→ WORK TO COMPLETE
Exclude all pictures, then copy each of the records exactly as written.

-- BEGIN --

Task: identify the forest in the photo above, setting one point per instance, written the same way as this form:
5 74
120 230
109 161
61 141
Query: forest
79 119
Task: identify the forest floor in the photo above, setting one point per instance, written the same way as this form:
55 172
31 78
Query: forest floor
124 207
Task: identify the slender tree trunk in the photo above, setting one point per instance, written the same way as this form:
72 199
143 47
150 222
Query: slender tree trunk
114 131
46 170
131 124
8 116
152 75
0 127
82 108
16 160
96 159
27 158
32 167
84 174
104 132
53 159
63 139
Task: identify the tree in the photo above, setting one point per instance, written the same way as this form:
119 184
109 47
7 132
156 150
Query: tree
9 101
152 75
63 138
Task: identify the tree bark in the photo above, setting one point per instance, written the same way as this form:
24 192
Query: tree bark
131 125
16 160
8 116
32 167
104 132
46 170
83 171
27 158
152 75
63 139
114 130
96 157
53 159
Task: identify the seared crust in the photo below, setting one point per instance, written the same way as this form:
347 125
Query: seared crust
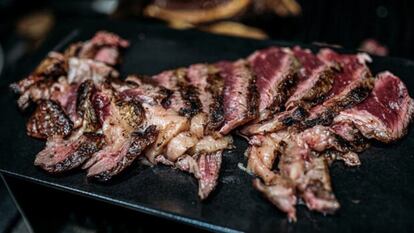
48 120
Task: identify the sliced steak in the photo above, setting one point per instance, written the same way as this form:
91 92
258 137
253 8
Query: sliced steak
352 84
210 85
183 97
62 155
316 189
275 70
385 114
119 120
205 167
110 166
314 82
37 86
240 97
48 120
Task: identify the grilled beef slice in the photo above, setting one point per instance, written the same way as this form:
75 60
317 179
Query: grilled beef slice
314 82
352 83
48 120
276 72
65 154
385 114
120 120
240 97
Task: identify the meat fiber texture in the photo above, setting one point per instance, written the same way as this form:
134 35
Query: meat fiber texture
299 111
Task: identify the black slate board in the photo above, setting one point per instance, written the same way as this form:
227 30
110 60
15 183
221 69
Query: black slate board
375 197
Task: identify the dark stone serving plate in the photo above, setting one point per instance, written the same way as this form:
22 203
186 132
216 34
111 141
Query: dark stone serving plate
378 196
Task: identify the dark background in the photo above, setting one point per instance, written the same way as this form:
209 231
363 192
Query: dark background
341 22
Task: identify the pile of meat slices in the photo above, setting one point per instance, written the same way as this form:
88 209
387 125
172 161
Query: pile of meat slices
299 112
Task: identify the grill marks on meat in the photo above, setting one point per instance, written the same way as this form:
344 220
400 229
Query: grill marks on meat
210 85
120 121
385 114
301 172
276 72
315 80
316 188
37 86
48 120
352 84
180 117
108 166
61 155
240 97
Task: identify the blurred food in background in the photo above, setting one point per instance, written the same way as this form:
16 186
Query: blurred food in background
373 47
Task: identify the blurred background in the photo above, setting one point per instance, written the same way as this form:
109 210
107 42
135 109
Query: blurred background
380 27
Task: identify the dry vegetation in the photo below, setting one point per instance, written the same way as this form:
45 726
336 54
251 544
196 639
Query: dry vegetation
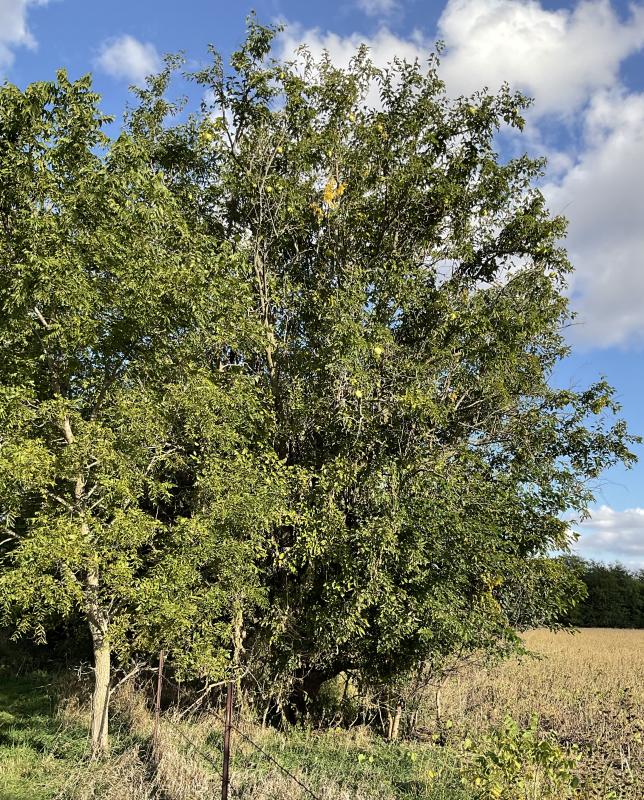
587 688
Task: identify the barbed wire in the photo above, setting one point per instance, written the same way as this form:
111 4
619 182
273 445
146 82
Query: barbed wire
269 757
251 741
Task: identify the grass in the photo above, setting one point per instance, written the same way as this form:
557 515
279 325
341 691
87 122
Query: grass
36 747
586 687
588 690
333 764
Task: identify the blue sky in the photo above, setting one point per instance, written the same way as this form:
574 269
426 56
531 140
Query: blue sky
583 62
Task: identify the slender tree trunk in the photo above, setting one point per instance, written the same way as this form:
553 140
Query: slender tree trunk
395 723
101 696
98 620
99 628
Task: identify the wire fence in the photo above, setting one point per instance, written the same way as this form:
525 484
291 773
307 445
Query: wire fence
222 768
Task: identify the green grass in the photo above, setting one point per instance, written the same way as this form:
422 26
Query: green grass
36 750
362 765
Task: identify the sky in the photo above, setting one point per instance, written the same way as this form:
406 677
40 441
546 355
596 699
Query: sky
582 62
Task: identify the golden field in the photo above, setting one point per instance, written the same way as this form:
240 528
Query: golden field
587 687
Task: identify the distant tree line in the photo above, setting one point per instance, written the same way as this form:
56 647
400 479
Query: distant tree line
615 596
275 380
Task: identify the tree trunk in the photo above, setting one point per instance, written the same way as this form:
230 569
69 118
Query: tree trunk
99 628
101 696
395 728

-- END --

→ OUTPUT
Task: identify the forest in the photo above, setting one point per instance, written the same way as this form:
5 74
120 230
109 161
61 141
Query: forest
79 119
Task: identify the forest floor in the photo above, setting one point per instance, written the same way as this form:
55 172
31 78
Query: forest floor
124 207
Task: identify the slender tree trunk in the photo above, setting one point per instance, written the same way as this form:
72 199
143 47
150 222
Query: slender tree trunk
114 131
46 170
131 124
8 116
152 75
0 127
82 108
16 160
96 159
27 158
32 167
84 174
104 132
53 159
63 139
Task: identify the tree in the photo above, setting one point per instance, written the same way as this form:
119 184
109 47
7 132
156 150
Query: tree
9 101
152 75
63 138
Task: identify the tree bark in the photo above, setting one point per instance, written the same way as this form:
24 192
Query: tree bark
131 125
16 160
8 116
32 167
104 132
46 170
83 171
27 158
152 75
63 139
114 130
96 157
53 159
Task: identify the seared crust in the photo below, setting one point per instance, written the same way as this form:
347 125
Query: seared crust
48 120
Task: identify the sliced steak in the photo above, setting one point per instance, written the same way as this form:
91 92
258 137
253 8
Query: sliced steak
352 84
210 85
183 97
62 155
316 189
275 70
385 114
119 120
205 167
110 166
314 82
37 86
240 97
48 120
Task: identify the grilled beef slice in the photo above, setting one point per instance, written the same way as this form:
75 60
317 179
Query: grilled beef slice
314 82
352 83
48 120
276 72
65 154
385 114
120 120
240 97
Task: identify the meat fiber texture in the photo above, setting one point per instance, written the same way as this form:
134 35
Query: meat fiber texture
299 111
Task: identify the black slate board in the photo above, setting one point per instance, written the same way as this form:
227 30
110 60
15 183
221 69
Query: black slate board
375 197
Task: identify the dark stone serving plate in the photo above, setting one point per instance, written the same way as this form:
22 203
186 132
216 34
111 141
Query: dark stone serving plate
378 196
Task: identify the dark background in the photo above, setting one point per instance, written the same way as this form:
209 231
363 192
Query: dark background
341 22
Task: identify the pile of meat slices in the photo above, setting one point per instance, written the same way as this form:
88 209
387 125
172 161
Query: pile of meat slices
299 112
Task: identify the grill marks on meat in the photo above, setting one point per instance, written the same way as this form:
344 220
400 229
Query: grill marks on meat
210 85
120 121
385 114
301 172
276 72
315 80
316 188
37 86
48 120
352 84
180 117
108 166
61 155
240 97
Task: identify the blurred food in background in the photo above, setting one point per instance, written the same way as this form:
16 186
Query: blurred food in background
373 47
Task: identify the blurred background in the photo above, setting one point per instance, written the same way as this form:
109 210
107 42
135 109
Query: blurred background
380 27
Task: identify the dry vegetation in the photo below, setting one point per instance, written the same way as this form:
45 726
336 54
251 544
196 639
Query: dry vegetation
587 688
Task: identify the barbed wire in the photo above, setting one point per instance, written the same way as this form:
111 4
619 182
273 445
146 82
Query: barbed wire
269 757
251 741
Task: identify the grass in the photo above, setting one point per instance, written the same way as this form:
557 515
279 325
341 691
87 122
Query: grass
36 747
586 687
588 690
333 764
Task: identify the blue sky in the photo above, setting one point per instance, written the same way as this form:
574 269
426 56
531 140
Query: blue sky
583 62
Task: identify the slender tree trunk in the photo above, setting one point per instance, written the same way as this form:
553 140
Query: slender tree trunk
395 723
101 696
98 620
99 628
Task: identify the wire fence in the photo above, setting one point per instance, written the same way as this form:
525 484
291 773
307 445
Query: wire fence
222 768
Task: identify the green grass in the photo above, setting one point per instance, written the same way as this form:
422 26
Query: green grass
36 750
362 765
Task: identify the sky in the photo above, setting one point per instance, written the same way as this form:
406 677
40 441
546 355
596 699
Query: sky
582 62
Task: identify the golden field in the photo above, setting one point per instance, written the same way as this form:
240 528
Query: golden field
587 687
Task: identify the distant tree line in the photo above, setting one point per instance, written the same way as this form:
56 647
400 479
Query: distant tree line
615 596
275 380
Task: identify the tree trunk in the photo above, setting one point per instance, written the same way as this form:
230 569
69 118
Query: tree trunk
99 628
101 696
395 728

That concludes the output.